* _What needs to be done_: Skipping the images, transcribe each record below as it is.
* * * * * * *
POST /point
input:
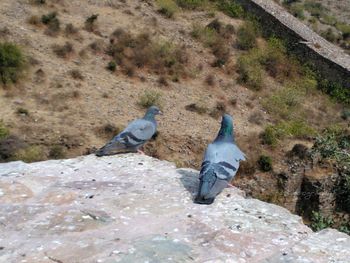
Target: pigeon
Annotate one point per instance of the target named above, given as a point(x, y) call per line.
point(220, 163)
point(134, 136)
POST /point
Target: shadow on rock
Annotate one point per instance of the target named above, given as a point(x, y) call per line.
point(190, 181)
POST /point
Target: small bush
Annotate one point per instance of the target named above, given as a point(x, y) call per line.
point(250, 71)
point(90, 23)
point(11, 63)
point(112, 66)
point(52, 23)
point(4, 132)
point(198, 107)
point(265, 163)
point(76, 74)
point(292, 129)
point(192, 4)
point(345, 114)
point(30, 154)
point(218, 110)
point(162, 57)
point(246, 36)
point(22, 111)
point(63, 51)
point(284, 102)
point(167, 7)
point(208, 36)
point(150, 98)
point(231, 8)
point(34, 20)
point(319, 222)
point(210, 80)
point(57, 152)
point(70, 29)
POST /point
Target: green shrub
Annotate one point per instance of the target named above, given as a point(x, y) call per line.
point(192, 4)
point(292, 129)
point(250, 71)
point(265, 163)
point(335, 90)
point(231, 8)
point(150, 98)
point(319, 222)
point(208, 36)
point(246, 36)
point(4, 132)
point(112, 66)
point(47, 19)
point(22, 111)
point(63, 51)
point(11, 63)
point(284, 102)
point(57, 152)
point(139, 51)
point(345, 114)
point(199, 107)
point(90, 23)
point(30, 154)
point(167, 7)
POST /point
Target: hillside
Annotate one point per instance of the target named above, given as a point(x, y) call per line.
point(132, 208)
point(86, 77)
point(330, 19)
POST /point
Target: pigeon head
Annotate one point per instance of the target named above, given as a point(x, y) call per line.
point(151, 112)
point(226, 130)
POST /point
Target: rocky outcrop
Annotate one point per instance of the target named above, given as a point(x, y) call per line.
point(331, 61)
point(133, 208)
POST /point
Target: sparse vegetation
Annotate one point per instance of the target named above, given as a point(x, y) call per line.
point(63, 51)
point(319, 222)
point(161, 57)
point(22, 111)
point(11, 63)
point(4, 132)
point(149, 98)
point(231, 8)
point(29, 154)
point(76, 74)
point(70, 29)
point(167, 7)
point(246, 36)
point(112, 66)
point(250, 71)
point(265, 163)
point(292, 129)
point(91, 23)
point(198, 107)
point(57, 152)
point(52, 23)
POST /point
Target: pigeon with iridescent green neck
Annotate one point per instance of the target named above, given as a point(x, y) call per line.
point(220, 163)
point(134, 136)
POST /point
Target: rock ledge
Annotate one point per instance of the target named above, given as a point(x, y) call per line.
point(133, 208)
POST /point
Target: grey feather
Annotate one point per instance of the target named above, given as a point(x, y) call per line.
point(220, 164)
point(134, 136)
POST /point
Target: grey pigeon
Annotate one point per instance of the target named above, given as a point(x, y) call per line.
point(134, 136)
point(220, 163)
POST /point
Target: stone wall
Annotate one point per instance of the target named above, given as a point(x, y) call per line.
point(133, 208)
point(330, 61)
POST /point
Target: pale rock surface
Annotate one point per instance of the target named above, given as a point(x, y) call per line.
point(133, 208)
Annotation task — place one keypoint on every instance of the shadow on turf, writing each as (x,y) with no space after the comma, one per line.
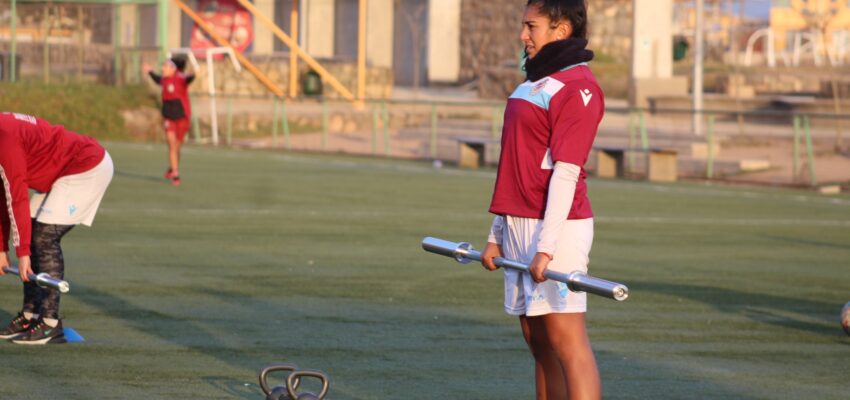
* * * * * * *
* _Response area_:
POST /point
input:
Target: pigeon
Annotate one point per instance of the target named above, given as a point(x, y) call per line.
point(220, 163)
point(134, 136)
POST /point
Target: shadow on rock
Annotate one point per instance of the target named above, given as a point(x, y) call per line.
point(190, 181)
POST /point
Target: small bush
Annotate one point per instance of the target named above, given as a point(x, y) call per line.
point(250, 71)
point(90, 23)
point(11, 63)
point(112, 66)
point(52, 23)
point(4, 132)
point(198, 107)
point(265, 163)
point(76, 74)
point(292, 129)
point(192, 4)
point(345, 114)
point(30, 154)
point(218, 110)
point(162, 57)
point(246, 36)
point(22, 111)
point(63, 51)
point(284, 102)
point(167, 7)
point(208, 36)
point(150, 98)
point(231, 8)
point(34, 20)
point(319, 222)
point(210, 80)
point(57, 152)
point(70, 29)
POST /point
Target: green shrub
Annotate one point per instance of the target named above, given as a point(x, y) call per line.
point(192, 4)
point(292, 129)
point(250, 71)
point(265, 163)
point(335, 90)
point(231, 8)
point(150, 98)
point(319, 222)
point(208, 36)
point(246, 36)
point(4, 132)
point(112, 66)
point(47, 19)
point(22, 111)
point(63, 51)
point(11, 63)
point(284, 102)
point(57, 152)
point(139, 51)
point(345, 114)
point(199, 107)
point(90, 23)
point(30, 154)
point(167, 7)
POST /point
Target: hillside
Annotate one point per instance of the target named above, given as a point(x, y) call per line.
point(132, 208)
point(86, 77)
point(330, 19)
POST /point
Target: pigeon head
Annotate one point per instance of the target named above, given as a point(x, y) call per line.
point(151, 112)
point(226, 130)
POST /point
Target: rocky outcrop
Annotate one point per instance of the target named above, given as a point(x, y) call per line.
point(331, 61)
point(133, 208)
POST /point
Target: sparse vegetation
Annotate one point per instance of the target named above, given as a point(x, y) call per line.
point(63, 51)
point(319, 222)
point(161, 57)
point(22, 111)
point(11, 63)
point(4, 132)
point(149, 98)
point(231, 8)
point(29, 154)
point(76, 74)
point(70, 29)
point(167, 7)
point(246, 36)
point(112, 66)
point(250, 71)
point(265, 163)
point(292, 129)
point(91, 23)
point(198, 107)
point(57, 152)
point(52, 23)
POST /point
Target: pigeon with iridescent green neck
Annotate one point per instance of the target named above, given as a point(x, y) call per line.
point(220, 163)
point(134, 136)
POST /point
Target: rock ledge
Annotate one point per instance of the target named above, given as a point(x, y) call per line.
point(133, 208)
POST /point
Target: grey feather
Annotate one point per instance of the target named above, given as a point(x, y) call per line.
point(220, 164)
point(134, 136)
POST /point
Target: grey pigeon
Annotate one point per instance of the target named above, given as a point(x, y) call per line.
point(134, 136)
point(220, 163)
POST /point
Target: stone wall
Annotate one point per instance of the target named above, given as a point(x, y) call per line.
point(133, 208)
point(330, 61)
POST /point
Target: pale rock surface
Annotate one point per instance of the target named above, given as a point(x, y) call per line.
point(133, 208)
Annotation task — place one keypoint on every instance of the shadow on turf, writing each as (x,y) with no space after the comma, one per line.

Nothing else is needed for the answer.